§ **PROVIDED RECORDS**:
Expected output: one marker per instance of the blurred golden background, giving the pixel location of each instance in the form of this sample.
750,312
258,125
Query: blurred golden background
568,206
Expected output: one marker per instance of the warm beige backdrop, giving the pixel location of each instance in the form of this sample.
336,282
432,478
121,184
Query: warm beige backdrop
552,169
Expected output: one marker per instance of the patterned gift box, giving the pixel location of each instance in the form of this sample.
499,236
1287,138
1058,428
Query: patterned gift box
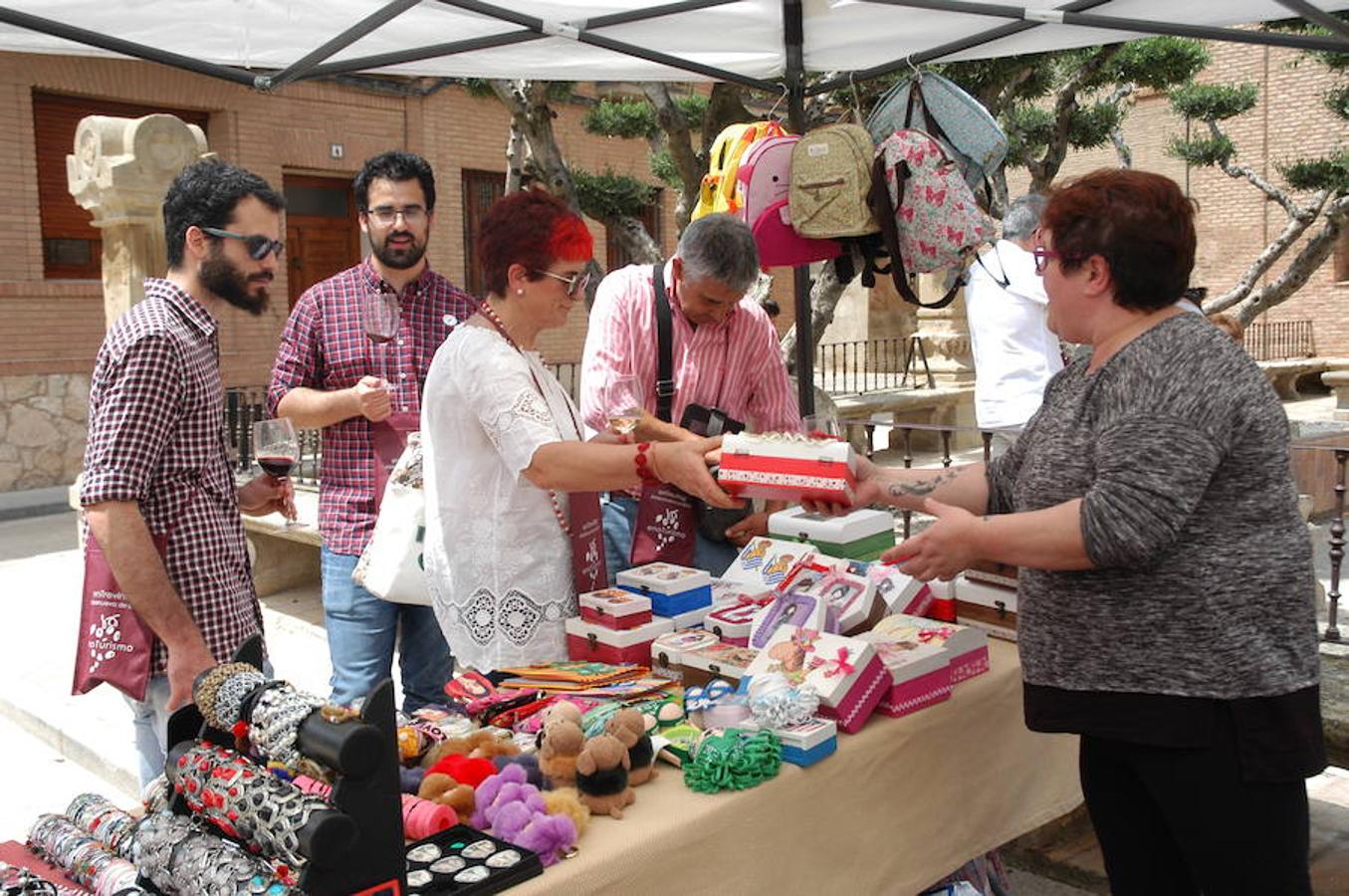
808,743
615,607
861,535
672,588
846,672
966,648
787,467
589,642
920,672
765,562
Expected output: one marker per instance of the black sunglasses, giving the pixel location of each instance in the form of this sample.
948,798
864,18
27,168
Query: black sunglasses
257,245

§ **PROBLEM TO SOLVE**:
Rescale the lines above, from the line containing "Expected output: one marker per instance of the black" through the end of the records, inclusive. Multiply each answer coordinate by 0.6 and round it to the nearest whole number, with halves rounded up. Leave all other text, including the sample coordinates, unchanged.

§ **EXPECTED ANSWER**:
Expected output: one marker per instance of the black sunglasses, giving the pixel location of each instance in the form of this sample.
948,798
864,18
27,168
Query: black sunglasses
154,147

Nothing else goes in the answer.